__Your objective__
Can you quote the lines below exactly, starting at the line with "# test: identify one keypoint per instance of the distant" and going through the last one?

__Material to process__
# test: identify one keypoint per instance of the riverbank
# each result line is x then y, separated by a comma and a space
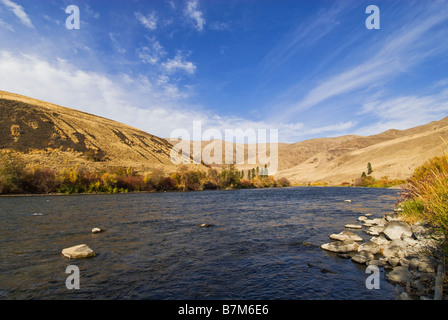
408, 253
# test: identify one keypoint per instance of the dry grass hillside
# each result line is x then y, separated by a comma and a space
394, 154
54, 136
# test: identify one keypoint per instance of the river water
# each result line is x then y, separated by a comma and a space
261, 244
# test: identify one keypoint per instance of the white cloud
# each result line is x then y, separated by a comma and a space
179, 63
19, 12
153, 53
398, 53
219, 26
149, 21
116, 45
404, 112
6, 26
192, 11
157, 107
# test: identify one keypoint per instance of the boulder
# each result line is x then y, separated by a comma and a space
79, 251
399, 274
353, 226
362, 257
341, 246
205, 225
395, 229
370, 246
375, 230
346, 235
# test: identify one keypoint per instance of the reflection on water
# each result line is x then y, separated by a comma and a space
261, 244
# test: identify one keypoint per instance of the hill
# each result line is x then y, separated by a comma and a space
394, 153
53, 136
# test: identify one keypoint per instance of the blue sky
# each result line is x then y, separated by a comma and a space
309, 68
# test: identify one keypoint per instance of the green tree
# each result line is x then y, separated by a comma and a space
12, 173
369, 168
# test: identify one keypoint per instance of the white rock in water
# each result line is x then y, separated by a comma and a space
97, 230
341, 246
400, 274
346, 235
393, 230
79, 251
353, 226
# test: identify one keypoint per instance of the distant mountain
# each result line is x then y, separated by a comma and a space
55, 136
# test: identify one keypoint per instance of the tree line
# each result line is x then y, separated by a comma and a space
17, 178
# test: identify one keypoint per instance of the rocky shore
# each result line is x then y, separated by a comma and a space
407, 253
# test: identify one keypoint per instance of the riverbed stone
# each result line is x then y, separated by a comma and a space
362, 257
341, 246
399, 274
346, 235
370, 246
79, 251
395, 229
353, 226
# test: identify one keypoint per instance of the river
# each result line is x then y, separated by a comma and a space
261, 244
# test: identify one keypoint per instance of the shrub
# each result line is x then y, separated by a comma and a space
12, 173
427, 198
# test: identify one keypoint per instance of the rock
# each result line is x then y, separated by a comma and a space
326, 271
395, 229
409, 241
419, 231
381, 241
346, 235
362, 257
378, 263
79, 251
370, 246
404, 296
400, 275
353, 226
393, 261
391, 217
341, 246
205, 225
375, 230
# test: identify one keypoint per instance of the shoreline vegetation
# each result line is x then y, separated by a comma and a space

__Worked answer__
# test: identify one keypoint per instance of the distant mountain
# each result line is x then y, separated by a comma and a space
55, 136
# test: identify one keypoint per instance of the tree line
# each result line is x then y, separated by a comma and a space
17, 178
# test: identify one keypoint per instance of the rocky shore
# each result line is x then y, separated by a comma and a space
407, 253
# test: identify one keypoint per instance of the riverbed stone
# each result line is x then y, separated by a comma and a space
362, 257
341, 246
399, 274
346, 235
370, 246
79, 251
395, 229
353, 226
# test: identify one keypoint per instance of the river
# each result line is x then y, separated by a comma and a space
261, 244
# test: identify one keypoint per instance of the shrub
# each result line is x then y, separated by a comma and a space
12, 173
427, 198
# test: identify one keypoint per instance of the rock
# each result line is x then y, separated by a comma and a space
326, 271
395, 229
409, 241
419, 231
381, 241
346, 235
362, 257
378, 263
79, 251
370, 246
404, 296
400, 275
353, 226
393, 261
391, 217
341, 246
205, 225
375, 230
# test: identify one keypoint per instance of the shoreline vegetation
# each result line is x then y, separated by a comma and a space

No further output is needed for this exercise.